Objective —
Your task is to print all of the material verbatim.

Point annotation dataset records

— Begin —

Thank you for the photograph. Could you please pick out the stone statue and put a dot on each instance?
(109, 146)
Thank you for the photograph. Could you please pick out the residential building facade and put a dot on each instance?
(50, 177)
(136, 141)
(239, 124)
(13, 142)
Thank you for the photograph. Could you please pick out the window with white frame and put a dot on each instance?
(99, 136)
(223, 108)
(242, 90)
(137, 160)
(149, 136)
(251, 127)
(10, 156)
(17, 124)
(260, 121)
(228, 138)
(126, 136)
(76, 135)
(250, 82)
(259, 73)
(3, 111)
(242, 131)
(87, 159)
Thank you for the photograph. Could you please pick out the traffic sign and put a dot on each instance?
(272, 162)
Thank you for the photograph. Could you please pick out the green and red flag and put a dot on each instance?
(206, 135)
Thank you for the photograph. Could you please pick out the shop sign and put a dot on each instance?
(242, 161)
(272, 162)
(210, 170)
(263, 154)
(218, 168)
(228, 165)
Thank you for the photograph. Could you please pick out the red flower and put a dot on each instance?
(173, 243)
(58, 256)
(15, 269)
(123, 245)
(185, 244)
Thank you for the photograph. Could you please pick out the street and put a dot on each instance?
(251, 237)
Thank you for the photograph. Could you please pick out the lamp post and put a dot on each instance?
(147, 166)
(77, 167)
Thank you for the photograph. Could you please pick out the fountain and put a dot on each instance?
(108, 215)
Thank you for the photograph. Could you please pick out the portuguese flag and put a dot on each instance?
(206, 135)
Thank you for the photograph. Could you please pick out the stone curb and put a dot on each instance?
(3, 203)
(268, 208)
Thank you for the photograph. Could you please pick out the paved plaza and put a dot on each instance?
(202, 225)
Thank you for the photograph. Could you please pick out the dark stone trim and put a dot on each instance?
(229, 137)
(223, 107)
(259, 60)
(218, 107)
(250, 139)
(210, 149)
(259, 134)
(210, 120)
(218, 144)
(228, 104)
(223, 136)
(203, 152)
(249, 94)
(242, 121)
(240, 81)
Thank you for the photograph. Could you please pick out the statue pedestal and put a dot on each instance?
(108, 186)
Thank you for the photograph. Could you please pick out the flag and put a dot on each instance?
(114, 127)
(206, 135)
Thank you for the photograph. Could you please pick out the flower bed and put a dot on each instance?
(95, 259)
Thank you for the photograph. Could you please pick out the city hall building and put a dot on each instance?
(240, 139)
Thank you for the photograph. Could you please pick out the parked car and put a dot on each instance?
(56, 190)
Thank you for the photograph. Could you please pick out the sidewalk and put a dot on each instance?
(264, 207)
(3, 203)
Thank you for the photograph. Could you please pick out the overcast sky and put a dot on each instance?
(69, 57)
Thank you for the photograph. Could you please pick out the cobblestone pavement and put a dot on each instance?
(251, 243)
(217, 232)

— End —

Exercise result —
Thank you for the photograph. Could you please pick out the stone statue and put a dot on each instance?
(109, 146)
Thank you for the photograph. Could you please pick out the residential building facade and put a dot on each instance?
(50, 177)
(136, 141)
(239, 124)
(13, 142)
Thank you for the photograph. Could you please pick out the window with white frame and put a dot on each instance?
(99, 136)
(223, 108)
(242, 90)
(137, 160)
(149, 136)
(251, 127)
(10, 156)
(17, 124)
(260, 121)
(228, 138)
(126, 136)
(76, 135)
(250, 82)
(259, 73)
(3, 111)
(242, 131)
(87, 159)
Thank you for the photograph. Could you please pick out the traffic sign and put a dot on each instance?
(272, 162)
Thank you for the photograph. Could you please pick out the green and red flag and put a dot on each instance?
(206, 135)
Thank you for the photograph. Could you please pick out the shop sign and put a dot on each instance?
(242, 161)
(272, 162)
(210, 170)
(263, 154)
(218, 168)
(228, 165)
Thank you for the photograph. Could you please pick out the red flower and put a dot on each instance?
(173, 243)
(58, 256)
(15, 269)
(123, 245)
(185, 244)
Thank you for the photograph. Could you please pick out the street and put a dot on each instance?
(251, 237)
Thank you for the photograph. Could you please pick out the lamp post and put a dot on each instance?
(147, 166)
(77, 167)
Thank you for the photograph. Could you please pick out the fountain and put a dot on each instance?
(108, 215)
Thank you for the photograph. Could you please pick out the portuguese flag and put a dot on each instance?
(206, 135)
Thank you for the photograph. Could you please pick out the stone curb and put a dot on each instance?
(3, 203)
(268, 208)
Thank you for the photograph. Could you please pick out the paved plaza and put a dot on each instance?
(202, 225)
Thank you for the photograph. Could you please pick out the dark stone trim and put a dot on each instance?
(229, 137)
(223, 107)
(259, 60)
(218, 107)
(250, 139)
(210, 149)
(259, 134)
(210, 120)
(218, 144)
(228, 104)
(223, 136)
(203, 152)
(249, 94)
(242, 121)
(240, 81)
Thank you for the photograph. Could you please pick out the statue pedestal and put a dot on each instance?
(108, 186)
Thank you for the photograph. Could you please pick out the flag and put a dot on each instance?
(114, 127)
(206, 135)
Thank you for the photograph. Could you please pick out the flower bed and put a dot on each instance?
(95, 259)
Thank you for the photograph. Could you please pick out the city hall building and put a dot on each instance?
(240, 139)
Thank you for the photograph. Could you please pick out the parked car and put a dot on each instance?
(56, 190)
Thank you for the photograph. Could you please pick out the sidewalk and put a dot on each instance?
(264, 207)
(3, 203)
Thank you for the photograph. Could you please pick out the overcast sky and put a dot on each instance?
(69, 57)
Thank you for the photograph. Could you please pick out the cobblestone pavement and put a dot on each instance?
(251, 243)
(217, 232)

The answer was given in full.